Look in the material below for the line holding "the black and". Set it down exactly, with each later line up to and including the line holding "the tan marking".

**EXERCISE INPUT**
++++++++++++++++++++
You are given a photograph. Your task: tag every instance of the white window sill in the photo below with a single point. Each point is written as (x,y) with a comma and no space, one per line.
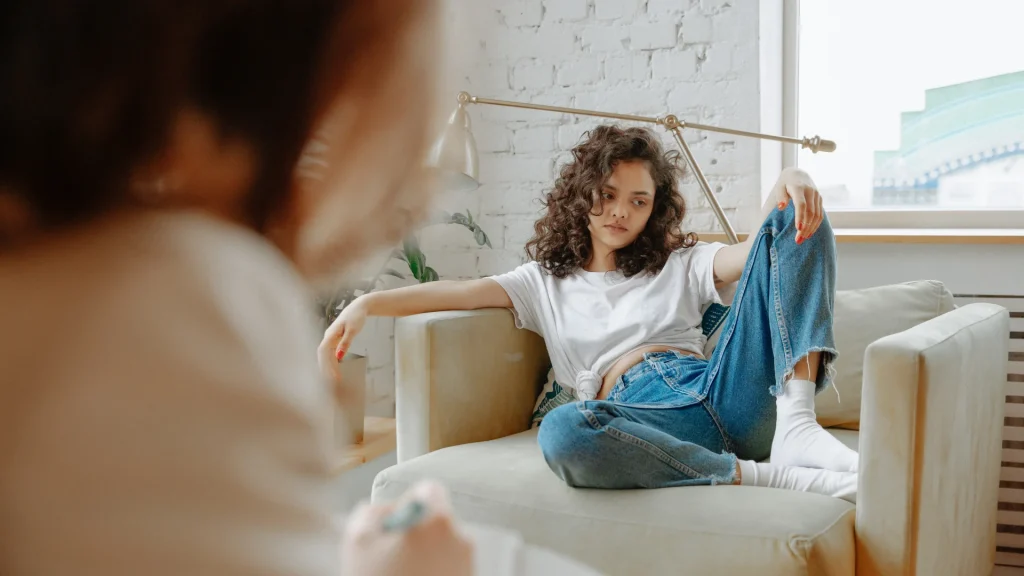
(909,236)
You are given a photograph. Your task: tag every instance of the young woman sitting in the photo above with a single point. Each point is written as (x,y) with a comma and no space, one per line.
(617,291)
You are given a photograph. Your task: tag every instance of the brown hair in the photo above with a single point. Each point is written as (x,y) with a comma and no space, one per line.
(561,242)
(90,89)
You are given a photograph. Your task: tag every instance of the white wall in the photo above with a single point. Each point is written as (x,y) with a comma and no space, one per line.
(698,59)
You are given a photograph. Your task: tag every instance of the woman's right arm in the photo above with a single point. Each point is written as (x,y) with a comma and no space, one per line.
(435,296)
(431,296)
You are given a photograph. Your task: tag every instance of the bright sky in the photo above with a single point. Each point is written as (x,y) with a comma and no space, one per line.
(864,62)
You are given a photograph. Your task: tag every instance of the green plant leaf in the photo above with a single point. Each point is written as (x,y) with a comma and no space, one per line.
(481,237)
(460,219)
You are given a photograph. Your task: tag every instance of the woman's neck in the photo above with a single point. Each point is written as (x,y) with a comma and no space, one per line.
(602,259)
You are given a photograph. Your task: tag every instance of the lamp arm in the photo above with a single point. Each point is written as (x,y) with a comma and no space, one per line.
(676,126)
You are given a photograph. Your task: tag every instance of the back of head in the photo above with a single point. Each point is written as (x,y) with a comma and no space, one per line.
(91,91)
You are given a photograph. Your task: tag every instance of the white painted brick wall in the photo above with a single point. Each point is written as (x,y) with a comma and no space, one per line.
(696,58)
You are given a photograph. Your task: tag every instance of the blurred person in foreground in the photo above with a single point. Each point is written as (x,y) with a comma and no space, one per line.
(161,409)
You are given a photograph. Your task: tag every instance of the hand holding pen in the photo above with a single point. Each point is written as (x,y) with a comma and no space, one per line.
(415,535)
++++++++++++++++++++
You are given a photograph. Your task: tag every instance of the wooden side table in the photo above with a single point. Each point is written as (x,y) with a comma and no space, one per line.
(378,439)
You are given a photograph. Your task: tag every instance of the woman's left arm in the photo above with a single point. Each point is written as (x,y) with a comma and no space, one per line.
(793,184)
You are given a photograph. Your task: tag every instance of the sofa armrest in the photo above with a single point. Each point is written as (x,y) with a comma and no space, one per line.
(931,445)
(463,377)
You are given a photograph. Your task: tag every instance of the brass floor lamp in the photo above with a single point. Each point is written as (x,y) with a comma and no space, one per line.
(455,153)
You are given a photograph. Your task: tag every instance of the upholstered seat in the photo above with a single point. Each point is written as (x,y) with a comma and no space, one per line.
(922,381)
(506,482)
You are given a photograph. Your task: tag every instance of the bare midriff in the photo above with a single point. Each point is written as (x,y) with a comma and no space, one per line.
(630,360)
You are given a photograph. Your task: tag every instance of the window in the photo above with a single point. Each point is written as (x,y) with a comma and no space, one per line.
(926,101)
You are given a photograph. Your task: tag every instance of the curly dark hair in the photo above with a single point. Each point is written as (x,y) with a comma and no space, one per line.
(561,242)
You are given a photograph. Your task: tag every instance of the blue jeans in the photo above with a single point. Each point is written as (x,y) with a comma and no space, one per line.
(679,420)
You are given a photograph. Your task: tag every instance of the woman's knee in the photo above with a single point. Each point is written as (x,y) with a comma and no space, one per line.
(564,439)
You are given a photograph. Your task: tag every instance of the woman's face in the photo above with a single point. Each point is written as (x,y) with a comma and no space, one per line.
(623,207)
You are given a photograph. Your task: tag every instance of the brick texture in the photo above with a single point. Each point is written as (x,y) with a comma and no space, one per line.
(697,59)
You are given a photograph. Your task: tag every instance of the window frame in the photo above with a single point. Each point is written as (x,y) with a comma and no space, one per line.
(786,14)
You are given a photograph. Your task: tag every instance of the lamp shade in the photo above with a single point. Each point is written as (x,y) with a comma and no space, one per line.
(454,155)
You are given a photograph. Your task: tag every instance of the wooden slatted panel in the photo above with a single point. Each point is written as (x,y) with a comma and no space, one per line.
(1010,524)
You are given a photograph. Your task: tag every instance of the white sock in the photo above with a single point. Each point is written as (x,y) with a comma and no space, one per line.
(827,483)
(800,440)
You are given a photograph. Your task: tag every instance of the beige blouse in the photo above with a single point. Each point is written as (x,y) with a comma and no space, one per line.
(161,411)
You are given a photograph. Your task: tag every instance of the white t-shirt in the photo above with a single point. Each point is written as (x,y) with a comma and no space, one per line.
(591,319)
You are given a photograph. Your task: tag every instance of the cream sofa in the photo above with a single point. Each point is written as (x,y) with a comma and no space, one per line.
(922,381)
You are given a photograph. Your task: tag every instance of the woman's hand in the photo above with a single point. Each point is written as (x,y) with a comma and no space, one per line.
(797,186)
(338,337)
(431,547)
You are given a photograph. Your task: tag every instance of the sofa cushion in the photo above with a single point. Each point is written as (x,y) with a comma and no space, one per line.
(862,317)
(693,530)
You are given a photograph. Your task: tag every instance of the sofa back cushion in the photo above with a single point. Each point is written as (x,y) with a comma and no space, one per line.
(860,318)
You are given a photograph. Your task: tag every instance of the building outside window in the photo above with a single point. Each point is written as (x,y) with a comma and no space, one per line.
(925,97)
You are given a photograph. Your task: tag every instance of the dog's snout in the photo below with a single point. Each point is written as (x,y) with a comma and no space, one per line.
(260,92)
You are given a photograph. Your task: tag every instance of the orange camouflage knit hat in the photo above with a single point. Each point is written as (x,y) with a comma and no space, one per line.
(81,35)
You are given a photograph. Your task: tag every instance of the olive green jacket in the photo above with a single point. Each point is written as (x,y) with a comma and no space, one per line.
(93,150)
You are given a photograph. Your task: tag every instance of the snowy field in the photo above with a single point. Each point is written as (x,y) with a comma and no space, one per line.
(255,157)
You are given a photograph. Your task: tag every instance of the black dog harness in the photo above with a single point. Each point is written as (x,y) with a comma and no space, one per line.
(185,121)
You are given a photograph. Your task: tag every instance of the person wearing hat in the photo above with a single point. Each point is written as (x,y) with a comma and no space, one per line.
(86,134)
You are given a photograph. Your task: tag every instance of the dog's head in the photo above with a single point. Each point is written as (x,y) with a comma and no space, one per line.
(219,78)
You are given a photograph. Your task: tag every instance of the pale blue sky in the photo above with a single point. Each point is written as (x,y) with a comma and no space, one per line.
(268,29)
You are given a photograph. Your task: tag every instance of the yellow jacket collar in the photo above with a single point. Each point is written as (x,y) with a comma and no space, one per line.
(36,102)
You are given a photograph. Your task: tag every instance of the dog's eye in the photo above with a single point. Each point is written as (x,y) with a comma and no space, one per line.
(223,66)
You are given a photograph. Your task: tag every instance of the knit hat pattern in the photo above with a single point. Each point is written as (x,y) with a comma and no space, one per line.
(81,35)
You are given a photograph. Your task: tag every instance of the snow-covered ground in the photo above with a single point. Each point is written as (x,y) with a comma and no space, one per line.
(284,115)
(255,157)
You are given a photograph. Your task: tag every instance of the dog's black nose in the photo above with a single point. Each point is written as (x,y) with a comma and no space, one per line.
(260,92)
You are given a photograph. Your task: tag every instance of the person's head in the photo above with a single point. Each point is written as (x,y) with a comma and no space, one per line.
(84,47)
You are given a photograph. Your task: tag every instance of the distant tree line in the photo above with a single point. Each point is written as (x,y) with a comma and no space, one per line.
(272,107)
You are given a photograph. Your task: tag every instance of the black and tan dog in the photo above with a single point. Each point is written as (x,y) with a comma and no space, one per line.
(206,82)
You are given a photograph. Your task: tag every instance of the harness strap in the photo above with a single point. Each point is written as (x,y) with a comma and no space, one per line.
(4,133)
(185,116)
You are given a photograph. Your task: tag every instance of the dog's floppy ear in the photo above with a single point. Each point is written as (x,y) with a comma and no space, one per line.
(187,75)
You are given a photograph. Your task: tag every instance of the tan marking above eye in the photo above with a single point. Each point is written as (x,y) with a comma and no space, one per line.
++++++++++++++++++++
**TASK OUTPUT**
You are given a photograph. Your task: tag every instance of the black and tan dog in the photo above with a single point. Each point is written as (x,y) with a comma and no space, one per line.
(206,82)
You are given a photograph. Your task: tag every instance of the harness strap in the photo above with a single point. Each point is written as (x,y) with a comma and no space, one per line.
(4,133)
(185,116)
You are given a photograph. Your task: tag every instance of the dog's floppy ear in the photo above with a single point. Each point is written as (x,y) with a comma and no space, one per line.
(187,75)
You are given a photograph. Your task: tag every instance of the tan marking above eye in the photo above with a single point. Each point is written as (x,y) with a comma and no space, one per line.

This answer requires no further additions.